— START Stored rows —

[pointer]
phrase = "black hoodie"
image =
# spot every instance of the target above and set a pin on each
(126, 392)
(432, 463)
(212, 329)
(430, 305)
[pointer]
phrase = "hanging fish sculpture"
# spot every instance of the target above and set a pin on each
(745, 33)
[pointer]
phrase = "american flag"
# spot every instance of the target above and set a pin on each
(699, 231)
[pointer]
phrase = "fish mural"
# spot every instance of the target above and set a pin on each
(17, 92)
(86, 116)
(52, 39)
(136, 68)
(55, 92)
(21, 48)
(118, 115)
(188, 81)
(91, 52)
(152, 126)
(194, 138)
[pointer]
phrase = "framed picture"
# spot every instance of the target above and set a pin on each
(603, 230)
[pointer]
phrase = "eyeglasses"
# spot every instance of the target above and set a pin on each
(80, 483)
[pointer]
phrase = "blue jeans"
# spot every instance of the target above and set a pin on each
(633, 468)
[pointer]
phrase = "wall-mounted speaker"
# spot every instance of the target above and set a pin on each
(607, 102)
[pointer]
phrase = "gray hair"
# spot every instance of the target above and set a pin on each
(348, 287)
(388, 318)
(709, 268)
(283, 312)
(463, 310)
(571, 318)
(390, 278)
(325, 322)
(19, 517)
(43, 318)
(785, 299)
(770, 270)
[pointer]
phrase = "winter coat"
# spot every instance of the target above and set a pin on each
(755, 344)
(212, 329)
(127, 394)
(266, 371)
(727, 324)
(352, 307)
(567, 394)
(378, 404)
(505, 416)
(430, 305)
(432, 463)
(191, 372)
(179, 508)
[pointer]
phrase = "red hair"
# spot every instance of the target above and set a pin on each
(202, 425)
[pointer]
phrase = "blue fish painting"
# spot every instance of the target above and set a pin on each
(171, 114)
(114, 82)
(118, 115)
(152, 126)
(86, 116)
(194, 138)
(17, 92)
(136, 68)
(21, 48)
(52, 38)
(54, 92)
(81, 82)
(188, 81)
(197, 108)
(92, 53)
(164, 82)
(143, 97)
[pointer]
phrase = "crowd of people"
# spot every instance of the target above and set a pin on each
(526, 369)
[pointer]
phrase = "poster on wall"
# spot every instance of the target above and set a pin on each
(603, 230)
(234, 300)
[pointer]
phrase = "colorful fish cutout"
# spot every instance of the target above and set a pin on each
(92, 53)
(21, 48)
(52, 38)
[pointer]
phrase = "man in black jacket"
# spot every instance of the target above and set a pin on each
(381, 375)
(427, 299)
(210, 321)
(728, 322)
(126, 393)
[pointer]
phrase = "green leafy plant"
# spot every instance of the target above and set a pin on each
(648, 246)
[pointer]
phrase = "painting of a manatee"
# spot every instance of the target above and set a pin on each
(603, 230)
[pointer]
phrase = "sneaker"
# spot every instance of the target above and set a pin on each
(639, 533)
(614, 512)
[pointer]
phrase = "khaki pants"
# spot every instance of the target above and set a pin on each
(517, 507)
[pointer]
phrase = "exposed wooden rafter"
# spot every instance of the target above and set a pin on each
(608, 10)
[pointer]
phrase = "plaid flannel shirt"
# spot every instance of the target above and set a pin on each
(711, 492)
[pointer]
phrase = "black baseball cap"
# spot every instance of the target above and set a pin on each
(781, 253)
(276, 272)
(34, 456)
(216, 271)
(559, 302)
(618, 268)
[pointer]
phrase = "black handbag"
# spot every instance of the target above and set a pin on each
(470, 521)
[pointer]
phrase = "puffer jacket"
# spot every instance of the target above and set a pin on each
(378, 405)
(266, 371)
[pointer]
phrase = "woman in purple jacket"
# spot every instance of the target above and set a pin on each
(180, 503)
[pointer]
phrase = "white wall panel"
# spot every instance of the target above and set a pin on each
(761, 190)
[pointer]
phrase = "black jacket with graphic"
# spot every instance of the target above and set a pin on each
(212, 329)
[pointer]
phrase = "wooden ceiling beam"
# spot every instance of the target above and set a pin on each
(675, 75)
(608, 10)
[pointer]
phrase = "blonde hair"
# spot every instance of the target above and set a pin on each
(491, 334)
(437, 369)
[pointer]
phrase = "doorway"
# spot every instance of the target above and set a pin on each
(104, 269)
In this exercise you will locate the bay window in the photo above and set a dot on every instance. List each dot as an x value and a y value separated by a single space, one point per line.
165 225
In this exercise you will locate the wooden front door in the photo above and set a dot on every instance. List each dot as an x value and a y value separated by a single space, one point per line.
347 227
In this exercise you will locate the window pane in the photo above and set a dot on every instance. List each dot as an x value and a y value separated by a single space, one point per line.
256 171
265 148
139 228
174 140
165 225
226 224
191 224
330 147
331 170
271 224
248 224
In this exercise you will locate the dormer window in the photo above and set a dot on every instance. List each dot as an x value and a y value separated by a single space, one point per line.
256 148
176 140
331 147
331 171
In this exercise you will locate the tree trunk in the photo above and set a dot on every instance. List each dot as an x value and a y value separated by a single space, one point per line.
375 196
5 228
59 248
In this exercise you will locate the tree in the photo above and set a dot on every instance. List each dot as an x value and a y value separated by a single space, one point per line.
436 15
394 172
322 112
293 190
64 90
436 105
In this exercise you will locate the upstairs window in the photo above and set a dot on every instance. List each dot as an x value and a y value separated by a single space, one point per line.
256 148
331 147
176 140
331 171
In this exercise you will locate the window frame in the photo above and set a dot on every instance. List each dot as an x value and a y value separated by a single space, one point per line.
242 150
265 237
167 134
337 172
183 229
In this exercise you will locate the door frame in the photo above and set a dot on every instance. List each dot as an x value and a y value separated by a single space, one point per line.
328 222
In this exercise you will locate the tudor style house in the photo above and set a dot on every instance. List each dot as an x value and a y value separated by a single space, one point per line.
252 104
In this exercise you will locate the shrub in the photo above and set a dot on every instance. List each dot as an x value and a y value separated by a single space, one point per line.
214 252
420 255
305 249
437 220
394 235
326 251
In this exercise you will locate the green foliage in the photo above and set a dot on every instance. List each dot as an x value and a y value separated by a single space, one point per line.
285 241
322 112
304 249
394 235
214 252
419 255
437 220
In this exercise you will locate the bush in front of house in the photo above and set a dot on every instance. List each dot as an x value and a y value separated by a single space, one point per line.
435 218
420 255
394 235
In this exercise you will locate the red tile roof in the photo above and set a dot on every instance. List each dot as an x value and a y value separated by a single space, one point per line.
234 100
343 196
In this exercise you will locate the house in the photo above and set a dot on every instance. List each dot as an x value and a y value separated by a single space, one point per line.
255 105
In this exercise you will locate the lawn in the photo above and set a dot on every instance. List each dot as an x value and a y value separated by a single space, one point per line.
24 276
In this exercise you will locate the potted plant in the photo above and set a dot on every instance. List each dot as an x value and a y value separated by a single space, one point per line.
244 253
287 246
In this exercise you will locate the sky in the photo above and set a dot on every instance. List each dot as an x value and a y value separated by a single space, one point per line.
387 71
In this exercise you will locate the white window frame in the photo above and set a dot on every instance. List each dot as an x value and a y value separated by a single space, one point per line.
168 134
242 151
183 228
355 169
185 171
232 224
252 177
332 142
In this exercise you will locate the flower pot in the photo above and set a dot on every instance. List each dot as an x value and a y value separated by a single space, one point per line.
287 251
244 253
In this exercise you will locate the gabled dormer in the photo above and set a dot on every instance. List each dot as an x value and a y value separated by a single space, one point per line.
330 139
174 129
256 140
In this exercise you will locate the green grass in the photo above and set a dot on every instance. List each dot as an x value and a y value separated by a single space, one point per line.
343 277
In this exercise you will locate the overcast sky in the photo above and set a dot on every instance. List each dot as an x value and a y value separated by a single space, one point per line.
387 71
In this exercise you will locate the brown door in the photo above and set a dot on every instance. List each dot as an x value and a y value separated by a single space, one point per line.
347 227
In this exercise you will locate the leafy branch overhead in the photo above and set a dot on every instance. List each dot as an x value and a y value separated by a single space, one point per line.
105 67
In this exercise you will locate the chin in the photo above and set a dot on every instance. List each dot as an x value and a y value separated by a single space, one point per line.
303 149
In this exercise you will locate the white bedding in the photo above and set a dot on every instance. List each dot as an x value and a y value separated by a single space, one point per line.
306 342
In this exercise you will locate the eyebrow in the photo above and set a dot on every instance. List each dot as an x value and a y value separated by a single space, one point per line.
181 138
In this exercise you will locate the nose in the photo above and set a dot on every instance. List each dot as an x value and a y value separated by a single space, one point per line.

— END Stored rows —
— START Stored rows —

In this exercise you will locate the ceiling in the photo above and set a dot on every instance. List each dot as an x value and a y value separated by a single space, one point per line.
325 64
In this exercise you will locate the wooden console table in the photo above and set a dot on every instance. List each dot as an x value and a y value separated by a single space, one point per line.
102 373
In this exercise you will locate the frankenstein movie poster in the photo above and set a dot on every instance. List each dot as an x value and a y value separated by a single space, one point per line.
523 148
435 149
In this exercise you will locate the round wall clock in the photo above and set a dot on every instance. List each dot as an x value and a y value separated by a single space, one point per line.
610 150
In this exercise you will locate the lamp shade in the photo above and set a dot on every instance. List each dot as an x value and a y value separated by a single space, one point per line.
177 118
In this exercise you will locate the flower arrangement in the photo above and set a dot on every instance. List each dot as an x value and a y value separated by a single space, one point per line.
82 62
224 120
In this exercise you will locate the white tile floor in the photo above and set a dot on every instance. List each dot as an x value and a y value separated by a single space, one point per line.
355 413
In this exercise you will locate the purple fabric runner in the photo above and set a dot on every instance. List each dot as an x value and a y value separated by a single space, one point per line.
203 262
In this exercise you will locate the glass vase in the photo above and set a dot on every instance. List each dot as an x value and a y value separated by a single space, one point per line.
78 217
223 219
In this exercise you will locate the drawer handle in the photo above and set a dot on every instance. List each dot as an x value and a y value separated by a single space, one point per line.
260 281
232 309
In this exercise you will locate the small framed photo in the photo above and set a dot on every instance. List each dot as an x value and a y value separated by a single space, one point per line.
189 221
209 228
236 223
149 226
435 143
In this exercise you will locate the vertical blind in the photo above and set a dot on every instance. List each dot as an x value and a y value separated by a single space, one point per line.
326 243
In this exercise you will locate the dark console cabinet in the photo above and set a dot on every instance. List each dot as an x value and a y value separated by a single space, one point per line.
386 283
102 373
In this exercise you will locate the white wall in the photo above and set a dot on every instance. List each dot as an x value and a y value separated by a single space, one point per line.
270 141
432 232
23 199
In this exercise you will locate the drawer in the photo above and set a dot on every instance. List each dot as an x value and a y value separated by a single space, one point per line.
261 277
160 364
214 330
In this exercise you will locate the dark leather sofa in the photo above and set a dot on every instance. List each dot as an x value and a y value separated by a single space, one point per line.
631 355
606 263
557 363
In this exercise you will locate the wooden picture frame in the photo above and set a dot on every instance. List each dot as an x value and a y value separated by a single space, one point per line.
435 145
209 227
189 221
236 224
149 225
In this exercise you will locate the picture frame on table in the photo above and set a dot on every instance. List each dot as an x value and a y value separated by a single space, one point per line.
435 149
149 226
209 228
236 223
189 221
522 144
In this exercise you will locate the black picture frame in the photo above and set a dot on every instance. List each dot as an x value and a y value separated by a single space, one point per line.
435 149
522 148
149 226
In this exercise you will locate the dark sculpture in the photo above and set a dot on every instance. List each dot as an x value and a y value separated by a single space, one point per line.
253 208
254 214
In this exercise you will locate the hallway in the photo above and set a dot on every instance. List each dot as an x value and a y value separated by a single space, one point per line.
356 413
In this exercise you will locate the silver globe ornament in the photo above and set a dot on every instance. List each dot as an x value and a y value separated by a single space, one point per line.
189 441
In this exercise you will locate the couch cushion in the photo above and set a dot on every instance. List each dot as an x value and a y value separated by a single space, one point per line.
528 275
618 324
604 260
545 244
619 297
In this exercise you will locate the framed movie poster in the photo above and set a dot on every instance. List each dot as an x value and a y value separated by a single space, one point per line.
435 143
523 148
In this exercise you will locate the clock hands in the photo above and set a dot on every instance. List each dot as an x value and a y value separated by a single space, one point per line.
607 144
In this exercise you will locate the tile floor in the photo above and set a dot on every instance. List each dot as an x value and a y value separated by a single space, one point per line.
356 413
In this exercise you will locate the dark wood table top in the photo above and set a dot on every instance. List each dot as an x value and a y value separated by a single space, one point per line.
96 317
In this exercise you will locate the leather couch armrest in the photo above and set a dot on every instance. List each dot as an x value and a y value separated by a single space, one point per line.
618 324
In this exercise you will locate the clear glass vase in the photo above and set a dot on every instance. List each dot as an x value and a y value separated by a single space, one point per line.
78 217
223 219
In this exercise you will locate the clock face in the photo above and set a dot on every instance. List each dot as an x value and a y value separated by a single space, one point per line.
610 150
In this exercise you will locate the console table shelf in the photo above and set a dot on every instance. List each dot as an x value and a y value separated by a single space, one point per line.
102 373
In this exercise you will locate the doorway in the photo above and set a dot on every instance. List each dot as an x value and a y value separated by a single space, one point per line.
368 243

— END Stored rows —
— START Stored rows —

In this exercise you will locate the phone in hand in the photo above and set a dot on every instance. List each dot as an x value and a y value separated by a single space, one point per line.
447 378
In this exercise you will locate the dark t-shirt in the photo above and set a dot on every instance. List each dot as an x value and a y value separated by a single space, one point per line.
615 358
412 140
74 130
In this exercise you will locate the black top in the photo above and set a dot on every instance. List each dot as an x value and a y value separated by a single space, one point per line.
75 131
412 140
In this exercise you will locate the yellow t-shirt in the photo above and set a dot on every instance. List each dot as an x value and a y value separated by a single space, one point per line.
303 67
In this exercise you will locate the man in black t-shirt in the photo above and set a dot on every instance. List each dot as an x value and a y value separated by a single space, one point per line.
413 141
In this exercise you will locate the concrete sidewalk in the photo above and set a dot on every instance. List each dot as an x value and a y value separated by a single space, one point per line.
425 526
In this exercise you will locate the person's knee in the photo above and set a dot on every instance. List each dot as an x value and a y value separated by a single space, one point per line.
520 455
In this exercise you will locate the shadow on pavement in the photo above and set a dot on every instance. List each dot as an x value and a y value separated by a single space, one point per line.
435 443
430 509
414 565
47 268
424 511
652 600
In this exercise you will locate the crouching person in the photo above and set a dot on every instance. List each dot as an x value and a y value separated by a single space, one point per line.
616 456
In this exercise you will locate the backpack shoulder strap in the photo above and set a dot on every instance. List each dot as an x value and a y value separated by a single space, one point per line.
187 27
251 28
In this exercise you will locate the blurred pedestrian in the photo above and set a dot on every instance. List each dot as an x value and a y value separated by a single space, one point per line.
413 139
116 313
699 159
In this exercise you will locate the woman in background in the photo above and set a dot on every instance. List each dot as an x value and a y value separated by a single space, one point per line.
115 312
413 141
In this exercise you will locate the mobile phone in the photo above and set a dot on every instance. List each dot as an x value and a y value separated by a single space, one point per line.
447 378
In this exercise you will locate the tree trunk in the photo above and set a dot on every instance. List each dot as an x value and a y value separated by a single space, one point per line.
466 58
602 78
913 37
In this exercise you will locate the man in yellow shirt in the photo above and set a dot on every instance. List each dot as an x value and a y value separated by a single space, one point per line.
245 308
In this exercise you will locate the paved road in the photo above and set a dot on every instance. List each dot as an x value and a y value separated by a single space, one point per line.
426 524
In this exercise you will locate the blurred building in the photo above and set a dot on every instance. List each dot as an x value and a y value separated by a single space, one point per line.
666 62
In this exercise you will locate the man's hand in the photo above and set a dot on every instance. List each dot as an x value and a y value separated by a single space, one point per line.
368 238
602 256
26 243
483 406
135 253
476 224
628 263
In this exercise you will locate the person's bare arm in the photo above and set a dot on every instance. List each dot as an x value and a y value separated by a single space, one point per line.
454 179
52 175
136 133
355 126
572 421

— END Stored rows —

» Given problem
Show every line of the records above that contains the string "person", copying each one in full.

» Problem solution
In this exercise you will locate the person's knee in the photo above and set a dot on every instance. List each dot as an x value and a y value separated by a single space, one point per line.
In this exercise you will locate the crouching person in the photo above and set a dot on every instance. List each dot as an x value and a y value separated by a single space, one point per line.
In this exercise you will locate the person's bare arm in the photo above and set a dot on every instance. List each dot as an x value and a y value separated by a single space, one point per line.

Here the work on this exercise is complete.